- OBJECTIVE
Rewrite the listing below, changing every "one dot per instance" to "a single dot for each instance" and leaving all other text unchanged.

- INFORMATION SHOWN
····················
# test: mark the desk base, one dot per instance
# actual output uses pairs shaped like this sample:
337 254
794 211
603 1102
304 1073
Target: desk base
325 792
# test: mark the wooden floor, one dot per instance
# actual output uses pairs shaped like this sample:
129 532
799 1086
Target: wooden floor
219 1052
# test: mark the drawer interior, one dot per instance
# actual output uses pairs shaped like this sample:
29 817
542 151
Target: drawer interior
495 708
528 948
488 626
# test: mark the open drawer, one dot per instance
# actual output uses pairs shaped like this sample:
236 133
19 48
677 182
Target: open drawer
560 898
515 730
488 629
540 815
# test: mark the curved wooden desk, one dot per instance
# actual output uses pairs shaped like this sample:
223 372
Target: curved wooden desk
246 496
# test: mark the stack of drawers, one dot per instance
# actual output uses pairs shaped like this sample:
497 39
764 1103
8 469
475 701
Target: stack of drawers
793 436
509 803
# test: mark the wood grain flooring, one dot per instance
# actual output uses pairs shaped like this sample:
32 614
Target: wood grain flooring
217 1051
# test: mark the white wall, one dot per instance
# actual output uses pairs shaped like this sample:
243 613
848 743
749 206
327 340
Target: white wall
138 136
····················
- CORRECT RESULT
# test: mark the desk base, a single dot for each instance
# actual output uses pairs shaped like this sample:
337 254
794 211
603 1102
304 1073
Target: desk base
325 792
# test: mark the wooden floor, a single dot for each instance
# actual output uses pairs shaped like this sample:
129 532
799 1086
Target: wooden floor
219 1052
# test: mark the drawer interior, a single dot for each instance
# actual output uses pairs shaped like this sample:
29 817
542 151
Target: drawer interior
495 708
528 948
488 626
# test: mark the open drawer, a single dot for each instance
# actual output uses pairs shaped like this sample:
236 133
19 48
677 182
Target: open drawer
560 898
515 730
488 629
540 815
# test: mark the curved wooden desk, a single dot for each instance
# actual output uses pairs shaped like this sample:
223 372
Target: curved wooden desk
246 496
# test: mark the stack of drawers, a single dot for each instance
# actual output uses pairs shaped like this sample:
497 39
764 1103
8 469
475 701
Target: stack of drawers
793 436
509 803
# test: mark the wood grain flooring, a single dot for each instance
# actual output uses pairs shaped like this sample:
32 614
Target: wood grain flooring
217 1051
# test: mark the white wall, a single dot for each instance
# actual output uses pairs shaped like this sample:
243 613
848 743
749 206
327 340
Target: white wall
138 136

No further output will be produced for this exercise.